• _Required action 1_
Answer these questions from the passage on skin-color prejudice in South Asia:
(a) What does the passage name as the first requirement for anybody to be considered good looking?
(b) With whose arrival was the association of light and dark with beautiful and ugly first made?
(c) With what did westernized beauty standards in India pair light skin?
• _Required action 2_
Extend the passage on skin-color prejudice in South Asia, picking up right after its final sentence.

━━━ Selected passage ━━━

In many South –Asian societies, there is a specific image of beauty. Beauty is still pretty much in the eyes of the beholder, except that it is a coloured perception (pun intended). A lighter skin tone is the first requirement for anybody, irrespective of gender, to be considered good looking. The colourism is so extensive that even the paintings of Indian Gods are light skinned.

We internalise this prejudice from a very young age, especially through media. The ‘beautiful’ women in matrimonial ads, movies, soaps are invariably light-skinned, reaffirming that ‘white is beautiful’. Give a child a colouring book and she will reach out to a peach crayon (often offensively labelled as skin- colour) to paint the princess. The association of the binary light/dark with beautiful/ugly and good/evil does much damage to collective psyche and the confidence of a community. The associations was first made with the arrival of the Mughals and later extensively reinforced during colonisation. Light-skin was matched to power, superiority and civilised behaviour. This association continued even after Independence with the onset of globalisation, which is simply a euphemism for a movement reinforcing Euro-centric ideas. Consequently, beauty standards in India became more westernised, pairing light-skin with red lips and a deceptively slim waist.

━━━ Material supplied ━━━

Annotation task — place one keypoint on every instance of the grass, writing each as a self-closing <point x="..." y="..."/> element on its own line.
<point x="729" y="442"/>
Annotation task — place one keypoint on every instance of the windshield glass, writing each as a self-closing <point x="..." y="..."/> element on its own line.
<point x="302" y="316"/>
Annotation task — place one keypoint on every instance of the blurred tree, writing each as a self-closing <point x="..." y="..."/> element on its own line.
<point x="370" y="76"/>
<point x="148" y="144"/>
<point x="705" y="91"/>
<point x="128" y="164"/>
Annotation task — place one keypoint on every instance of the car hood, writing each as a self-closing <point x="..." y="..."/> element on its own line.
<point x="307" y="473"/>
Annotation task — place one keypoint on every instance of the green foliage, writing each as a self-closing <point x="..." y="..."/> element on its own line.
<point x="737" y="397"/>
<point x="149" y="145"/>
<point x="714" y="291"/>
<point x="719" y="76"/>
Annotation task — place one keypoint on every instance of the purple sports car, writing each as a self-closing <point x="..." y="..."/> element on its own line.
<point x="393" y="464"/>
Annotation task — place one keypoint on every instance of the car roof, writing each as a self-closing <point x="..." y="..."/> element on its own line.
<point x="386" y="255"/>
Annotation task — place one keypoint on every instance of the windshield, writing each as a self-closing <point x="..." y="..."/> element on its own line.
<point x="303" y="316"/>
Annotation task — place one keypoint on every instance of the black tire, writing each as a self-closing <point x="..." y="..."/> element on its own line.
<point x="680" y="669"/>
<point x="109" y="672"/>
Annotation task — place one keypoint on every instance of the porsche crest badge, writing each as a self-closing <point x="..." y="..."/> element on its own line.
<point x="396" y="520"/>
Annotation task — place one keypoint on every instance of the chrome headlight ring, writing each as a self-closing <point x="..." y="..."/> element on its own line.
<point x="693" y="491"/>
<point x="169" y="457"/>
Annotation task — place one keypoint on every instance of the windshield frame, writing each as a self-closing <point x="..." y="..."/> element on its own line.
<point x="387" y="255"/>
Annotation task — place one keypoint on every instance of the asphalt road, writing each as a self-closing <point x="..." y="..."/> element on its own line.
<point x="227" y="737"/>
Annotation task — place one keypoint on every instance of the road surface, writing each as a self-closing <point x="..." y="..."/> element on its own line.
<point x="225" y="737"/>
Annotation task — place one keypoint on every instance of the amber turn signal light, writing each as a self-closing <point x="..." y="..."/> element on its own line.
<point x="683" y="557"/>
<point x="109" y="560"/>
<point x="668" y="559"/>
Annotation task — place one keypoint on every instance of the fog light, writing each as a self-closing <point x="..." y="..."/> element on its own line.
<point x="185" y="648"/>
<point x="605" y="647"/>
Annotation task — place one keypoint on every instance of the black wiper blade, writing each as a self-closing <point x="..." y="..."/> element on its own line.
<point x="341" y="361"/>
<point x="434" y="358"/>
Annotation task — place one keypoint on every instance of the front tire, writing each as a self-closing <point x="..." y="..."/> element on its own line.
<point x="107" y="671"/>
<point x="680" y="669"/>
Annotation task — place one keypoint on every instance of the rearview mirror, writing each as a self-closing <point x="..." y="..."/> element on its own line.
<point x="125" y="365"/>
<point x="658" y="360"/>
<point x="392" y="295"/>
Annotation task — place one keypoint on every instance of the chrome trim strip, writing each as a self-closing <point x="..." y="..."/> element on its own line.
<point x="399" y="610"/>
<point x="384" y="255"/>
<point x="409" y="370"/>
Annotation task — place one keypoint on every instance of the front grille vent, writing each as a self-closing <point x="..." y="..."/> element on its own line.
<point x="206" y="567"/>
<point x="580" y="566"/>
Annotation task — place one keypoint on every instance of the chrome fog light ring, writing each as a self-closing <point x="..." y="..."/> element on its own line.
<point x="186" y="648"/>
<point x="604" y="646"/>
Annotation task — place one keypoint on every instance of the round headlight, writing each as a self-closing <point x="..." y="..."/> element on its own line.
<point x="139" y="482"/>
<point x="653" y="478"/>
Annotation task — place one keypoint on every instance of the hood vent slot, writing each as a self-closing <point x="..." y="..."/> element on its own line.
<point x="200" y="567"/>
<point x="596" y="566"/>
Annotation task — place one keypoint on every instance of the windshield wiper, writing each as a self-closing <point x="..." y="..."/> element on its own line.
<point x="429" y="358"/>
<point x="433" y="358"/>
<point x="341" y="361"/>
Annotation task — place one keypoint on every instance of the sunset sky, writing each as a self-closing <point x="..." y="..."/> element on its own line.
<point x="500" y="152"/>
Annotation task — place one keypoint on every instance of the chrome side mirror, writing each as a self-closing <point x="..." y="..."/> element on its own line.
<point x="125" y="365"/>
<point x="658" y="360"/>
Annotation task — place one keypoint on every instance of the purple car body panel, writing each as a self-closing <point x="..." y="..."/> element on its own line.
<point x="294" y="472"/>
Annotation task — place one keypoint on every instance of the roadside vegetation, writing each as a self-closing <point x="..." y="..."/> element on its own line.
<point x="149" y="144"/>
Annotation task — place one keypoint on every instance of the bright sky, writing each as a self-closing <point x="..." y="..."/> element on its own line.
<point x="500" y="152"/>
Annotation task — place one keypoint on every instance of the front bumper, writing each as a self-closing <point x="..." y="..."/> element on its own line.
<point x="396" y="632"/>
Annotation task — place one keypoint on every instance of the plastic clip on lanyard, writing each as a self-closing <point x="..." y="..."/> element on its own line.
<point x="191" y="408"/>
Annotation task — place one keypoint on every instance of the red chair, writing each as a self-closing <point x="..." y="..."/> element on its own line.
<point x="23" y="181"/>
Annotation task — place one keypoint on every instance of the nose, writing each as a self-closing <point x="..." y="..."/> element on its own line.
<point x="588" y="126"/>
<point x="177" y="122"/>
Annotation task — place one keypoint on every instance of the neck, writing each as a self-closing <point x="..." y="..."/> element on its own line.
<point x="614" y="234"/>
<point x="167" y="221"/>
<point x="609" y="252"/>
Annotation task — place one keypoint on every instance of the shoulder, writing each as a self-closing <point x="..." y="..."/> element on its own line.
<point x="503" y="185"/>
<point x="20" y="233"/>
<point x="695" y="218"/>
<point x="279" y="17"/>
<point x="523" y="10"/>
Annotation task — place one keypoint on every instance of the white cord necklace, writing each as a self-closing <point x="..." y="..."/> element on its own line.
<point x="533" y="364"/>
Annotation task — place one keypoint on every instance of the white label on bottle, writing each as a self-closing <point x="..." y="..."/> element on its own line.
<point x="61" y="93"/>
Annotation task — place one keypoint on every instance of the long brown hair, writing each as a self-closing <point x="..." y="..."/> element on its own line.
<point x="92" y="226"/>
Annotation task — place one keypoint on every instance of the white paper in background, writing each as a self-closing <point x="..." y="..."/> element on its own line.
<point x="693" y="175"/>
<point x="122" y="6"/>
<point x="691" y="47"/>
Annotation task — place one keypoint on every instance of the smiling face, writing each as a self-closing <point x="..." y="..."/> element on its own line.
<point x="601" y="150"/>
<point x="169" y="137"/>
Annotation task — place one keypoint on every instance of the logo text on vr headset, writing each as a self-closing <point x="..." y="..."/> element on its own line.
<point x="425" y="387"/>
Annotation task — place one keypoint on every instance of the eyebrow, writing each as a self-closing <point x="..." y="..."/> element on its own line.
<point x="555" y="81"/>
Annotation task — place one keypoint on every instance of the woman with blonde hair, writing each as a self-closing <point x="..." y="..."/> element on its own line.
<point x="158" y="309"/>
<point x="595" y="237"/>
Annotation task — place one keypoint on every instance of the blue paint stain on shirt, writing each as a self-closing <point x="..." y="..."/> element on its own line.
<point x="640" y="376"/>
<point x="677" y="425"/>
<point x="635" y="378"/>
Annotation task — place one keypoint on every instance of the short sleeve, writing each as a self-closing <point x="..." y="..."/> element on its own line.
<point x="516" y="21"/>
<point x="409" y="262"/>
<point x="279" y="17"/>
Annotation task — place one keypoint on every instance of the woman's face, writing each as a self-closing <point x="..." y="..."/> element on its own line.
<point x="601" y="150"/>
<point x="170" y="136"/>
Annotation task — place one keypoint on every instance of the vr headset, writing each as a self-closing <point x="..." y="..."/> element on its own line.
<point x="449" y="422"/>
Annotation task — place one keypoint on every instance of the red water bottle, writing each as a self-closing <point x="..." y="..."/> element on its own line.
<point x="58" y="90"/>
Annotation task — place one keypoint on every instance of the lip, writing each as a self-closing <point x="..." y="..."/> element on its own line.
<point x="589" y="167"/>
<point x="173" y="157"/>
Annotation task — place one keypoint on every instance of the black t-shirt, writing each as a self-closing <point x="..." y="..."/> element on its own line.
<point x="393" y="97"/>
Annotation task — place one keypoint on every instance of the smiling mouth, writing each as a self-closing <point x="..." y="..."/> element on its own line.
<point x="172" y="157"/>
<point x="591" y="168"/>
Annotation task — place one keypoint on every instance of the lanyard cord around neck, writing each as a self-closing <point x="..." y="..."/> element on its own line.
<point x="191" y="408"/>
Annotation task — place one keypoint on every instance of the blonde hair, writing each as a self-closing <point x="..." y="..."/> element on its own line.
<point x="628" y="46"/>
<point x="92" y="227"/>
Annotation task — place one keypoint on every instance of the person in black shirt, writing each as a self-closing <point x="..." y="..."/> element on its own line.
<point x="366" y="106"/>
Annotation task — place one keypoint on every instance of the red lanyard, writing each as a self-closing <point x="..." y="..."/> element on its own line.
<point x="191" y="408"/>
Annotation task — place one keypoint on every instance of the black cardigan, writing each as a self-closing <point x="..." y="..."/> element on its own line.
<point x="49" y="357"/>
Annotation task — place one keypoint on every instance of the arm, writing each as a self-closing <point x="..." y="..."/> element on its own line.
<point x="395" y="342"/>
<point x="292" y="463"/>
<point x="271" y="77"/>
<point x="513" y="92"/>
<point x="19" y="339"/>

━━━

• _Answer box 1_
(a) A lighter skin tone.
(b) The Mughals.
(c) Red lips and a deceptively slim waist.

• _Answer box 2_
Colourism plays an important role in India’s ‘marriage market’. The extreme emphasis on light-skinned brides shatters the confidence and self-image of women at large, who in turn might even seek medical intervention to alter their bodies. Colourism has also integrated in to class and caste system. A prevalent social perception is that the economically weaker section is dark-skinned and are discriminated against in terms of opportunities and access to educational resources.

It would be far-fetched to claim that such standards still hold complete authority in Indian minds. Celebrities such as Nandita Das, Priyanka Chopra and Radhika Apte have been vocal against colourism and this is slowly taking root in our collective conscious. There is a lot more discussion among people, especially the younger generation, on overthrowing colourist beauty standards. At this juncture, it is fitting to remember the renaming of the popular skin cream ‘Fair and Lovely’ to ‘Glow and Lovely’. ‘Fair’ is itself quite a twisted term. To call a light skinned person ‘fair’ suggests that people of other skin tones are ‘unfair’ (in the English sense, and thus inferior) and is an example of a hidden prejudice.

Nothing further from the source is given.